WRITTEN REQUEST: Copy the lines below word for word, every one of them, and leave out the pictures.

(Records)
#####
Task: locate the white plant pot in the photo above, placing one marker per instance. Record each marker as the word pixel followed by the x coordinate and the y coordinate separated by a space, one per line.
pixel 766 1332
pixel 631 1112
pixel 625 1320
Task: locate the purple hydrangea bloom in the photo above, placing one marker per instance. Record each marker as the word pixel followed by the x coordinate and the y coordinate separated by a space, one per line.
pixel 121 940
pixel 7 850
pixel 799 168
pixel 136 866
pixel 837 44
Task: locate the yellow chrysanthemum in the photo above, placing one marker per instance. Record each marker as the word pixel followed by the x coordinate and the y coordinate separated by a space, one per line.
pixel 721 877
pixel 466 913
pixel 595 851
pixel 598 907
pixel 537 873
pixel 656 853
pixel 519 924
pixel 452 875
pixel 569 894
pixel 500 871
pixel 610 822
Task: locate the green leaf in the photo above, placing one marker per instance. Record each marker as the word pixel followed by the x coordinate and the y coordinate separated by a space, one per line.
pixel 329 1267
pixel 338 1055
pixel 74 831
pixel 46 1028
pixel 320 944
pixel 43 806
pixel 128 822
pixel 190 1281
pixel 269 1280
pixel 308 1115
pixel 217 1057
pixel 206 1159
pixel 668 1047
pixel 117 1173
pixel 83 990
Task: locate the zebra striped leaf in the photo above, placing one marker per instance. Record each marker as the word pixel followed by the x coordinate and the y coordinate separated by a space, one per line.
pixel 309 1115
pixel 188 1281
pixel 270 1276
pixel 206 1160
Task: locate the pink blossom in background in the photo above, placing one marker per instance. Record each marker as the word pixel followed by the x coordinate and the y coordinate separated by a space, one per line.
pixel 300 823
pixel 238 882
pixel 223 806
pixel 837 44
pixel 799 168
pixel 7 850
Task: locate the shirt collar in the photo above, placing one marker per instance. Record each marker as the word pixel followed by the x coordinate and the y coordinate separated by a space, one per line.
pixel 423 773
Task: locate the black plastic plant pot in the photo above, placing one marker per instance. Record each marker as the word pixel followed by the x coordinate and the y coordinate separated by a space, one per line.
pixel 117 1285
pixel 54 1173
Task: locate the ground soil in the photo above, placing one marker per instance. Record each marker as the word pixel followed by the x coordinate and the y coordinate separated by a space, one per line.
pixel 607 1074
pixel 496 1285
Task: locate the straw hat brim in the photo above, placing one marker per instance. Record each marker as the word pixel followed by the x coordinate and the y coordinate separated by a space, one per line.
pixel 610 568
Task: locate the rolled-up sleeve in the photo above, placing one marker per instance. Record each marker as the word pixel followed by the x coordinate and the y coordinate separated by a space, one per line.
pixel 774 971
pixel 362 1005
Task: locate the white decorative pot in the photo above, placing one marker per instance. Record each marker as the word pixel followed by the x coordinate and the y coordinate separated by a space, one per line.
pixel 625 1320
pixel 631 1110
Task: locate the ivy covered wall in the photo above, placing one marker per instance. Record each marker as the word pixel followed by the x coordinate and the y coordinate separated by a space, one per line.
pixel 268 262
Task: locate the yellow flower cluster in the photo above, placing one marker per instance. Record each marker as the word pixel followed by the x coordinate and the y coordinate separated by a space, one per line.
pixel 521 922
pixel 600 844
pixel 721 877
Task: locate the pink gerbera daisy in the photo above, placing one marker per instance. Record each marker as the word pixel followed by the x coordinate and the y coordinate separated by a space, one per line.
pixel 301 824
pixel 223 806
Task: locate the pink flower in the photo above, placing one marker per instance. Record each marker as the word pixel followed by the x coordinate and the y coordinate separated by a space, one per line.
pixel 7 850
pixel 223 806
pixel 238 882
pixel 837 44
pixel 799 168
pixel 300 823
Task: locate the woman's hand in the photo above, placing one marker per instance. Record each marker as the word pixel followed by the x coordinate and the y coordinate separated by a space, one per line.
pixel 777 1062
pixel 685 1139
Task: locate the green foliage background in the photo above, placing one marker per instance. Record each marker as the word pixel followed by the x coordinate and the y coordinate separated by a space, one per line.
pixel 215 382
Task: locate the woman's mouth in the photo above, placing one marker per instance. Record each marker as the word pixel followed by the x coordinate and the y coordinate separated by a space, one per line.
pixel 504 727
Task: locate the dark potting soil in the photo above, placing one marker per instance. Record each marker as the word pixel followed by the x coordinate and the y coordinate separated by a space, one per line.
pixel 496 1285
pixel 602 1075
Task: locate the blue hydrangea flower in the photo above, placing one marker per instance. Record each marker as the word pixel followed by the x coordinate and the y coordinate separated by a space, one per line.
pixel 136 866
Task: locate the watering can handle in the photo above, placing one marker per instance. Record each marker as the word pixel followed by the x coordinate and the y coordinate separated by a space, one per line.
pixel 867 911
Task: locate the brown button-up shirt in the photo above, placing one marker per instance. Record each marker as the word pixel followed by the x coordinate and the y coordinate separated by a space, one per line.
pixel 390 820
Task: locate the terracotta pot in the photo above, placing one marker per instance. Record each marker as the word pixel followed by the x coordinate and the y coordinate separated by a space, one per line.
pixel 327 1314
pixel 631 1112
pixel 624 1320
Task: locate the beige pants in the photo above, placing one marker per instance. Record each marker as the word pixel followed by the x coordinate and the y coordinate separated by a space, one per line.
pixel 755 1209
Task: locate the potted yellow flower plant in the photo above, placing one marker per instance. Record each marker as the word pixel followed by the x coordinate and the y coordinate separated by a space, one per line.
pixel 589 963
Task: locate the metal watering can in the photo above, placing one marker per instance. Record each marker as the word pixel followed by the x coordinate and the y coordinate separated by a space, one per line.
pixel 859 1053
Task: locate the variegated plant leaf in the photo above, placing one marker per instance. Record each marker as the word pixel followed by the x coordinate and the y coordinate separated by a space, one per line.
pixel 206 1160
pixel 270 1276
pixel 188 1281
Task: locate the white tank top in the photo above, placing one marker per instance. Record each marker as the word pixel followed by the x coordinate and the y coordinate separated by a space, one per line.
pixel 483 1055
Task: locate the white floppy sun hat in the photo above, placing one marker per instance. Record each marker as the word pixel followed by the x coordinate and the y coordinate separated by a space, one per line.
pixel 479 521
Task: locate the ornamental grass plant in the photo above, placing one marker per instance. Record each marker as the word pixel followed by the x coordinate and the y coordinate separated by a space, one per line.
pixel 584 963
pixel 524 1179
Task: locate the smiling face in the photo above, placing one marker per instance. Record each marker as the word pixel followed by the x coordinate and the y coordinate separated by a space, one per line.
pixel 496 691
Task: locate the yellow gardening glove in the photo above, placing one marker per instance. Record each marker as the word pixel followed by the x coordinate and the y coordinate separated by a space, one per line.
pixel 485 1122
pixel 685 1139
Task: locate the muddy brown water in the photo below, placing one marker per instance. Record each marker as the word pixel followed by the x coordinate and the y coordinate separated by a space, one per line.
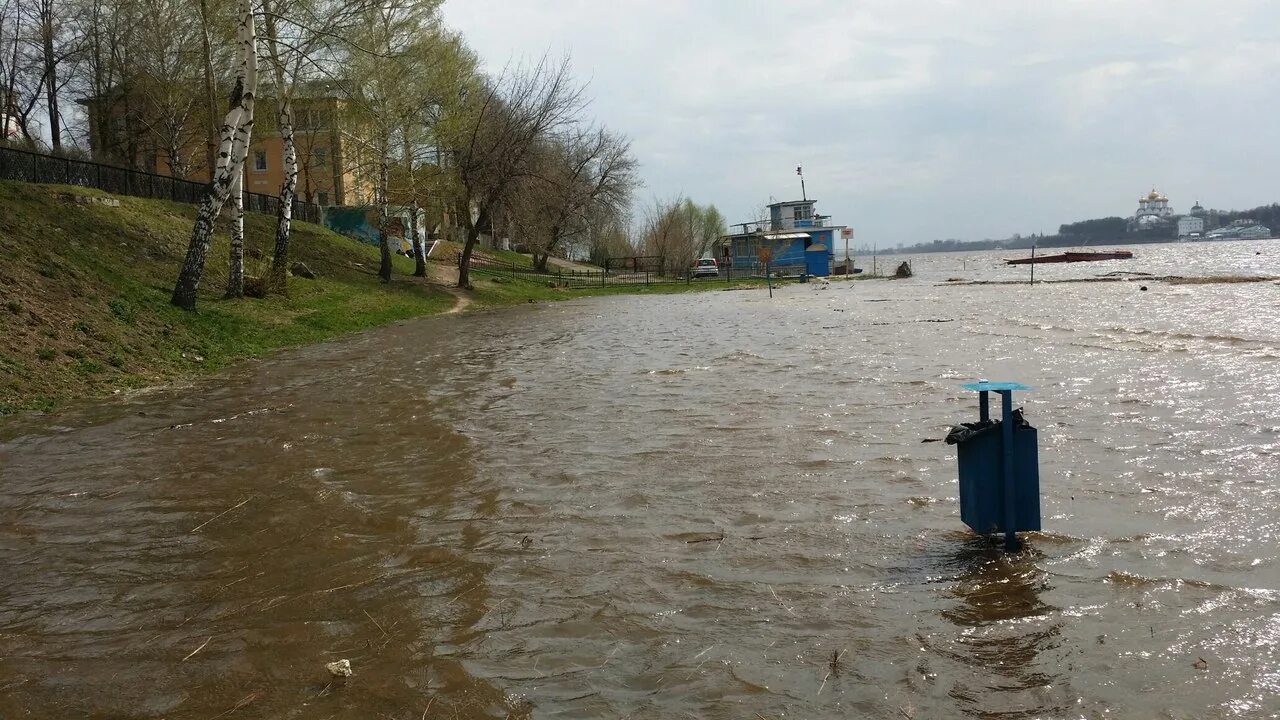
#####
WORKED ANSWER:
Task: locate the white plant pot in the photo above, placing one marker per instance. Record each marker as the word pixel followed by the x coordinate and the y coordinate separated by a space, one per line.
pixel 766 1332
pixel 631 1112
pixel 625 1320
Task: locate the purple hydrangea bloom in the photo above, placing one marker per instance. Record each marker as the word pixel followed by the x coordinate and the y coordinate separated by a space, one per line.
pixel 121 940
pixel 7 850
pixel 799 168
pixel 136 866
pixel 837 44
Task: locate the yellow chrysanthemum in the photo above, placing one marker per instance. Record each marker as the word pixel followed by the x coordinate and the y coordinate separated by a space, one per line.
pixel 721 877
pixel 466 913
pixel 595 851
pixel 598 907
pixel 537 873
pixel 656 853
pixel 519 924
pixel 452 875
pixel 569 894
pixel 500 871
pixel 610 822
Task: locate the green leaf in the photo above, placing one marker per instance. Record each marker as the word pixel followed by the x coordinate and the y coordinate separated by a space, one per line.
pixel 329 1267
pixel 338 1055
pixel 74 831
pixel 46 1028
pixel 320 944
pixel 43 806
pixel 128 822
pixel 190 1281
pixel 269 1280
pixel 308 1115
pixel 217 1057
pixel 206 1159
pixel 668 1047
pixel 117 1173
pixel 83 990
Task: locate the zebra striped leaf in the photo above, placing one marker per instance. Record each marker as the word pixel followed by the x coordinate and the y coordinate separated by a space, one per line.
pixel 309 1115
pixel 188 1281
pixel 270 1276
pixel 206 1160
Task: locate the pink blossom in background in the photo above, placing one marker per instance. Record each marker as the word pixel followed by the x coordinate and the y coordinate separated by a space, one per line.
pixel 300 823
pixel 238 882
pixel 223 806
pixel 837 44
pixel 799 168
pixel 7 850
Task: locate the shirt collar in the photo above, placing one marker per instance. Record each marker as the word pixel followed by the x coordinate and the y coordinate separated by a space, one per line.
pixel 423 773
Task: locate the black plastic plant pot in the photo above, placing one marker per instance. Record each marker as the word pixel followed by the x coordinate and the y coordinate separated by a space, one per line.
pixel 117 1285
pixel 54 1173
Task: locate the ground soil in the photo above, placing one marker per instance. Record each marker as the word pixel followed by the x coordinate and the y coordinate separated by a space, one per line.
pixel 607 1074
pixel 496 1285
Task: locate the straw hat brim in the photo above, placing one marker per instance. Record each marker as the word pixel followed by the x coordinate and the y coordinate separated by a space, one per line.
pixel 610 568
Task: locate the rolled-up sleeve in the photo above, placing one marker per instance. Record each marker as the word pixel followed by the x coordinate and the y coordinate separated by a space, one per line.
pixel 774 971
pixel 362 1005
Task: locate the white decorative pot in the photo above, placing one marker per instance. Record each marker as the word pixel followed by the x coordinate and the y coordinate separated by a space, one per line.
pixel 625 1320
pixel 631 1110
Task: locate the ivy covered wall in the photo above, placing one marker per instance. Record each marker as the word pixel followed by the x coordinate and the y coordinate separated by a space, one per line.
pixel 268 262
Task: locate the yellow flower cluster in the photo above, placing one marker per instance. Record each marker as the word pixel followed by the x coordinate and the y coordinate separated by a space, one per line.
pixel 521 922
pixel 600 844
pixel 721 877
Task: locate the pink gerbera daisy in the photo above, placing one marker per instance. Record each marker as the word pixel followed by the x coordinate and the y coordinate separated by a space, one per line.
pixel 301 824
pixel 223 806
Task: locate the pink flower in the photo above, placing one marker per instance. Record each marker as the word pixel followed by the x coordinate and the y coordinate separated by a space, one per line.
pixel 7 850
pixel 223 806
pixel 238 882
pixel 837 44
pixel 799 168
pixel 300 823
Task: locate the woman's hand in the photo above, placing one marker per instance. Record each marker as the word pixel followed by the x coordinate and the y coordinate separated by a space, one per line.
pixel 777 1062
pixel 685 1139
Task: locate the green foliage background in the photo above, placing one marker per instance. Record each marker as the word pixel followed by the x coordinate and the y coordinate separated by a space, one per line.
pixel 215 382
Task: locate the woman's mouth in the photo above, placing one marker per instance. Record each marker as the word pixel followed by the x coordinate and the y coordinate separated by a space, one per line.
pixel 504 727
Task: locate the dark potting soil in the photo above, placing one marker per instance. Record each marker as the word pixel followed by the x coordinate and the y coordinate separated by a space, one per line.
pixel 496 1285
pixel 602 1075
Task: locate the blue hydrangea flower in the photo above, placing one marker per instance. Record each marker as the word pixel followed by the x coordinate and the y coordinate separated by a space, one per line.
pixel 136 866
Task: locate the watering can handle in the photo above, placing one marker per instance. Record each marker as the word pixel followed by the x coordinate and the y coordinate separated by a space, one per line.
pixel 867 911
Task: locate the brown button-up shirt in the photo above, placing one marker per instance. Record each marker as the word pixel followed by the x coordinate and the y coordinate separated by a space, one per line.
pixel 390 820
Task: locate the terracotta pot in the photo above, placing one marker per instance. Record each marker as the word pixel followed by the x coordinate and the y coordinate separated by a space, one per line.
pixel 327 1314
pixel 631 1112
pixel 624 1320
Task: locate the beige pants in the photo above, placing one marker per instance. Record each marker as the word pixel followed by the x coordinate and the y coordinate separated by a space, one per line.
pixel 755 1209
Task: locate the potted yellow flower plant in the photo above, placing one marker per instance. Record each marker as the word pixel followed by the x coordinate and the y coordinate separated by a space, one per line.
pixel 589 963
Task: locate the metal watering can in the photo above, placing one marker per instance. Record each marker as the word pixel followed by the x coordinate and the y coordinate separated by a space, one per line.
pixel 859 1053
Task: locate the variegated plant leaf in the photo above, placing one marker per instance. Record each marker as the word pixel followed by the x coordinate and the y coordinate separated by a space, one per line.
pixel 206 1160
pixel 270 1276
pixel 188 1281
Task: locate the white tank top in the photo above, placing one marker per instance. Record each marker as the word pixel followed by the x coordinate and the y coordinate separated by a space, one per line.
pixel 483 1055
Task: locate the white floppy sun hat in the photo above, placing one marker per instance. Record each marker as the word pixel followed by the x coordinate and the y coordinate separated by a space, one per line.
pixel 479 521
Task: locate the ornamental grass plant in the photo above, placing one marker per instance. Record each marker as the word pixel followed by the x coordinate and the y coordinate separated by a space, one per line.
pixel 584 963
pixel 524 1179
Task: locate the smiling face in the photo above, placing one marker per instance. Record each marker as the word pixel followed by the x coordinate and the y coordinate separated by a space, one per line.
pixel 496 691
Task: locate the yellow gardening glove in the photo above, placing one marker per instance. Record each marker as the word pixel followed by the x coordinate and the y coordinate separated by a space, one per line.
pixel 485 1122
pixel 685 1139
Task: locate the muddy brown water in the photo below, placing one marker per instance. Record each marker as the word pixel followed by the x coordinate and the y coordinate separated by a space, one per line.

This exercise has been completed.